--- Text to read ---

Viswanath, Milenkovic win IEEE best paper awards
CSL Research Professor Pramod Viswanath and CSL Associate Research Professor Olgica Milenkovic were recipients of the 2010 Information Theory Society Student Paper Award at the IEEE International Symposium on Information Theory, the largest symposium in the field. Out of an estimated 500 papers submitted and eligible for the award, only five were selected, on the basis of both the technical content of the paper and the quality of its presentation.
“It is certainly an honor that both Illinois and the Coordinated Science Lab were represented among two of the five winning papers,” Milenkovic said.
Viswanath co-authored “Universal Hypothesis Testing in the Learning-Limited Regime” with Benjamin Kelly (lead author), a Cornell graduate student; Thitidej Tularak, a Cornell alumnus; and Aaron Wagner, a Cornell assistant professor and former CSL postdoctoral student.

--- Provided material ---

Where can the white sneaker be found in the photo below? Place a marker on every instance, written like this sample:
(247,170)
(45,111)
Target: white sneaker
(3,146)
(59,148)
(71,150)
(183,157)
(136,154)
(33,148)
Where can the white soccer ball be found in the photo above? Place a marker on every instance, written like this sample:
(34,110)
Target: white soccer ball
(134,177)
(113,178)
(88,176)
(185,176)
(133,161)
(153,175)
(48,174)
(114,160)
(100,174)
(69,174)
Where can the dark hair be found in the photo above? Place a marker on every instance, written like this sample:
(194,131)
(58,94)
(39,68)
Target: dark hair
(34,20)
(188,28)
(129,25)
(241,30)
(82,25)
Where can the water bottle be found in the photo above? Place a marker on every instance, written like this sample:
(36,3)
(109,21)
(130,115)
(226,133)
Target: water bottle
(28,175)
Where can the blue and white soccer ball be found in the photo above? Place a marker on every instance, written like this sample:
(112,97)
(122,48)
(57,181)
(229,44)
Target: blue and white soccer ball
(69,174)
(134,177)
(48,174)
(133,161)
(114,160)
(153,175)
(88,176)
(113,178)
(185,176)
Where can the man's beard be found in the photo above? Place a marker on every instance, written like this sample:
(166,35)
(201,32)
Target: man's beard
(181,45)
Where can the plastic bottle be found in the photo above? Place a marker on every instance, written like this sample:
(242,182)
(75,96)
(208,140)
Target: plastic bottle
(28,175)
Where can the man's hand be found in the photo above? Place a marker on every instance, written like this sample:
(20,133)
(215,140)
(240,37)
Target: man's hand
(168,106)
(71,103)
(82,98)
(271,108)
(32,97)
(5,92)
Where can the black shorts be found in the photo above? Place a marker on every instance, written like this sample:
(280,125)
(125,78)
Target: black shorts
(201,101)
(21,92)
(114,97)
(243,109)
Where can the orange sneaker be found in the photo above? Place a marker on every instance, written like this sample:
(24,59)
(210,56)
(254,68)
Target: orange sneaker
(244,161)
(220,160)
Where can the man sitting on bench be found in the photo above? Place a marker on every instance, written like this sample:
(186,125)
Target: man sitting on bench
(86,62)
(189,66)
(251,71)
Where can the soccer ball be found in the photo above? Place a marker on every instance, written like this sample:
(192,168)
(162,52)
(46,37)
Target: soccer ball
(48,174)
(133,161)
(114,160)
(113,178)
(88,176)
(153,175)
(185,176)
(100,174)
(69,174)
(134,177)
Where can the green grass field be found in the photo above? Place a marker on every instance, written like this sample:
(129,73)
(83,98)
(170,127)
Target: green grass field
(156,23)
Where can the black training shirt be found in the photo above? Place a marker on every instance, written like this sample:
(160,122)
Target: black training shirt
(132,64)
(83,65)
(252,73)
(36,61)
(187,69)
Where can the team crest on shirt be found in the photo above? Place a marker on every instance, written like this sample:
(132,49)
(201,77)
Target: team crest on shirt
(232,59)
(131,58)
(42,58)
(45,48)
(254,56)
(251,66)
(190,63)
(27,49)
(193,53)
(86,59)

---

> What to work on:
**a)** Rewrite the records as a numbered list without blank lines, running from the line that contains "Where can the man's hand" through the last line of the records, with both ends included.
**b)** Extend the article about the IEEE paper awards, continuing from where it stops.
The article and the records have no connection to each other.

> Exercise answers:
**a)**
1. Where can the man's hand be found in the photo above? Place a marker on every instance, written like this sample:
2. (20,133)
3. (215,140)
4. (240,37)
5. Target: man's hand
6. (168,106)
7. (71,103)
8. (82,98)
9. (271,108)
10. (32,97)
11. (5,92)
12. Where can the black shorts be found in the photo above? Place a marker on every instance, written like this sample:
13. (280,125)
14. (125,78)
15. Target: black shorts
16. (201,101)
17. (21,92)
18. (114,97)
19. (243,109)
20. Where can the orange sneaker be found in the photo above? Place a marker on every instance, written like this sample:
21. (24,59)
22. (210,56)
23. (254,68)
24. Target: orange sneaker
25. (244,161)
26. (220,160)
27. Where can the man sitting on bench be found in the photo above? Place a marker on every instance, written like this sample:
28. (186,125)
29. Target: man sitting on bench
30. (86,62)
31. (189,66)
32. (251,71)
33. Where can the soccer ball be found in the photo above? Place a marker on every instance, written like this sample:
34. (192,168)
35. (162,52)
36. (46,37)
37. Target: soccer ball
38. (48,174)
39. (133,161)
40. (114,160)
41. (113,178)
42. (88,176)
43. (153,175)
44. (185,176)
45. (100,174)
46. (69,174)
47. (134,177)
48. Where can the green grass field be found in the photo above? Place a marker on every instance, written like this sample:
49. (129,73)
50. (83,98)
51. (170,127)
52. Target: green grass field
53. (156,23)
54. Where can the black training shirt be found in the photo above? Place a marker on every instance, written like this sample:
55. (160,122)
56. Target: black training shirt
57. (132,64)
58. (83,65)
59. (252,73)
60. (36,61)
61. (187,69)
62. Where can the team crest on shirt be found in the photo above? Place a marker on every instance, written like this sample:
63. (132,49)
64. (201,77)
65. Target: team crest on shirt
66. (232,59)
67. (131,58)
68. (42,58)
69. (45,48)
70. (254,56)
71. (251,66)
72. (190,63)
73. (27,49)
74. (193,53)
75. (86,59)

**b)**
The group’s research developed an algorithm that would enable a computer to make a good choice when faced with a classification problem. For example, when an e-mail arrives, the computer could be asked to decide whether to label the message as belonging to a specific category (work, home, etc). The algorithm could also be used to scan e-mails and automatically label them based on the content.
“We didn’t want the algorithm to look for a pattern or keywords to each category and learn it (this is the state of the art) because a simple learnable pattern may not exist,” Viswanath said. “Instead, we proposed an algorithm that can still do very good classification but never really learn the underlying pattern or set of keywords that characterizes each category.”
The research is presently more mathematical and less empirical, but the researchers hope to get their algorithm into practice soon.
“We hope to relax some of the assumptions and see whether we can build algorithms which work well on real world data. One way of measuring the performance will be to compare our algorithm with those currently in use,” Kelly said.
Milenkovic co-authored “On Reconstructing a Sequence from its Subsequence Compositions” with UC-San Diego Graduate Students Jayadev Acharya (lead author), Hirakendu Das and Shenjun Pan; and UC-San Diego Professor and former CSL Visiting Professor Alon Orlitsky.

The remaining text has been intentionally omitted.